Input for this task:
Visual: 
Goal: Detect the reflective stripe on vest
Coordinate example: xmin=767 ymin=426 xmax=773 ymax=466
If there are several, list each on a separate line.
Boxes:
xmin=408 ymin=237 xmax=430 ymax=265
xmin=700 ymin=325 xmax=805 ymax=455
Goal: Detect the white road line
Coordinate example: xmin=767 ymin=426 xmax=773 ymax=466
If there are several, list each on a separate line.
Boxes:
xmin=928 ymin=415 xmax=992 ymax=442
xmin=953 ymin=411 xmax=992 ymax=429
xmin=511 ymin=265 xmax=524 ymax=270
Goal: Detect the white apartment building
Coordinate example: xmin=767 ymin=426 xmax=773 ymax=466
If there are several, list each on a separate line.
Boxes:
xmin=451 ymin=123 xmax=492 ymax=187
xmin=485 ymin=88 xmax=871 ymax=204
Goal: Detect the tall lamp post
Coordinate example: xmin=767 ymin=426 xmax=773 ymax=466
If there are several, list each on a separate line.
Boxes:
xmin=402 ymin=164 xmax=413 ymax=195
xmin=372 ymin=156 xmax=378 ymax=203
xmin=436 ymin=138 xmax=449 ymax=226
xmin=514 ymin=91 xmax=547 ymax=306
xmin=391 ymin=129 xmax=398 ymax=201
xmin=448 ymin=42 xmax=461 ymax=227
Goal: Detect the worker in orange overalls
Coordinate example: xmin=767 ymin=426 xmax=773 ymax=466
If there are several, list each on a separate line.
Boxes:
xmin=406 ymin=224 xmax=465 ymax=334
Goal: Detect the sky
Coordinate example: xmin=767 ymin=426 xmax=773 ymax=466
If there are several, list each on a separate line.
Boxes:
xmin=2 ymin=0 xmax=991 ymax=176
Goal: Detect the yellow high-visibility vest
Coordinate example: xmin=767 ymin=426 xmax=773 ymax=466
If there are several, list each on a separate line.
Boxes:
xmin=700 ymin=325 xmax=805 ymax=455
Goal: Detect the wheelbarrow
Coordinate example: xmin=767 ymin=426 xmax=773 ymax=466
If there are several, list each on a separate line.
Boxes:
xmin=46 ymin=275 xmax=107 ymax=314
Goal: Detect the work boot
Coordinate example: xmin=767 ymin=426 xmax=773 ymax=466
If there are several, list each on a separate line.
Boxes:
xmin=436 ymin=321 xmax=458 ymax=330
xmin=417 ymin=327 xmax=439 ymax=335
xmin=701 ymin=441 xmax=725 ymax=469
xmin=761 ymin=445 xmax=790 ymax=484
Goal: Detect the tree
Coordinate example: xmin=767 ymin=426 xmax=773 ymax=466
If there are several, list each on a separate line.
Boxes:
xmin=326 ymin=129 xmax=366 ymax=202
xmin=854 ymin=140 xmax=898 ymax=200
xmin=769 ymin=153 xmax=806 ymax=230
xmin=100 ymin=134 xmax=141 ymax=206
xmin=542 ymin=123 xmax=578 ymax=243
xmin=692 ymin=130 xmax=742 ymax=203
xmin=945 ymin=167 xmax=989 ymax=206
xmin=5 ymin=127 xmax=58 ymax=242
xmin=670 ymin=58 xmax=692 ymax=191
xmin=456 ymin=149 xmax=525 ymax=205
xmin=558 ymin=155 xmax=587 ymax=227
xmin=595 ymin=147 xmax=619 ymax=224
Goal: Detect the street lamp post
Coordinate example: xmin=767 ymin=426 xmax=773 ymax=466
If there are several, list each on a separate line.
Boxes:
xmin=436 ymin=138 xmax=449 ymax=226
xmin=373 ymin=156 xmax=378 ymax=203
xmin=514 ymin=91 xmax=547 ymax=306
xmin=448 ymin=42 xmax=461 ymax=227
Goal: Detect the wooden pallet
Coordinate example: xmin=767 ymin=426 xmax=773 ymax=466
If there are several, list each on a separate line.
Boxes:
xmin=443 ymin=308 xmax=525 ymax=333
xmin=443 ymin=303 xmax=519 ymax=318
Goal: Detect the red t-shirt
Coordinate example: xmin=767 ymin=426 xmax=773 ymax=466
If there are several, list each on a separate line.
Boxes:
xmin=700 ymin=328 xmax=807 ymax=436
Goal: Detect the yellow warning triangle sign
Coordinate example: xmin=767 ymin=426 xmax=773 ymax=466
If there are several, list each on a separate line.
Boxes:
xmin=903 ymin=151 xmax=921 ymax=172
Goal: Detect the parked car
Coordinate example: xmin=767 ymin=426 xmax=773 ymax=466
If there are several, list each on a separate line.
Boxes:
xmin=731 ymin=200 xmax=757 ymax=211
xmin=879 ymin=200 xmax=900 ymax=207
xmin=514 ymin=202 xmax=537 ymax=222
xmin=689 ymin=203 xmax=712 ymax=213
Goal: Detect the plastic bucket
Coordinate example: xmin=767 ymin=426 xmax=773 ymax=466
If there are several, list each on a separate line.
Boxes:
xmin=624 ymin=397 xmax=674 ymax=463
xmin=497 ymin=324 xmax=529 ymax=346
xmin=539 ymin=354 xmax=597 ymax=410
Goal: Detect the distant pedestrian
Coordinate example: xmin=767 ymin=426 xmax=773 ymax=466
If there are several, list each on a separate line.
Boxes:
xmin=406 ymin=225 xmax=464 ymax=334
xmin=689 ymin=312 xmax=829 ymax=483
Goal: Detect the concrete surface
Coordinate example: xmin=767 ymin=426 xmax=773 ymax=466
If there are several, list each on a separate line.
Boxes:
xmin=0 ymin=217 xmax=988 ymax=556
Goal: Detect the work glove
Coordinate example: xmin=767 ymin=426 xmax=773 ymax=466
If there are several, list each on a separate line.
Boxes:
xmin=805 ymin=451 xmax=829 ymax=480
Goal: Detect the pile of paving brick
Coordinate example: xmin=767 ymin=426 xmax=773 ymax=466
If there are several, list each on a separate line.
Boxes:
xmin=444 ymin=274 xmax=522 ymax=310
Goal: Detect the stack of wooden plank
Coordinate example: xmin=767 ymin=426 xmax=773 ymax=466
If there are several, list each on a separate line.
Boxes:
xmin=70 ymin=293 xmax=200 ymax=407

Task instructions: Retype, in the same exact form, the lines of the material above from the line holding "Goal: Detect the street lamp post" through the line holding "Goal: Detect the yellow warning triangle sign".

Reply to the exercise:
Goal: Detect the street lamp post
Coordinate example: xmin=767 ymin=426 xmax=773 ymax=466
If there are several, list each on a separate line.
Boxes:
xmin=436 ymin=138 xmax=449 ymax=226
xmin=373 ymin=156 xmax=378 ymax=203
xmin=514 ymin=91 xmax=547 ymax=306
xmin=448 ymin=42 xmax=461 ymax=227
Goal: Detect the wooden pallet
Coordinate example: xmin=767 ymin=426 xmax=773 ymax=466
If there are several, list each on a separate line.
Boxes:
xmin=443 ymin=308 xmax=525 ymax=333
xmin=443 ymin=303 xmax=519 ymax=318
Goal: Detect the red t-shirt
Coordinate example: xmin=767 ymin=426 xmax=773 ymax=466
If there are several, list each on a separate line.
Boxes:
xmin=700 ymin=328 xmax=807 ymax=436
Goal: Detect the yellow warning triangle sign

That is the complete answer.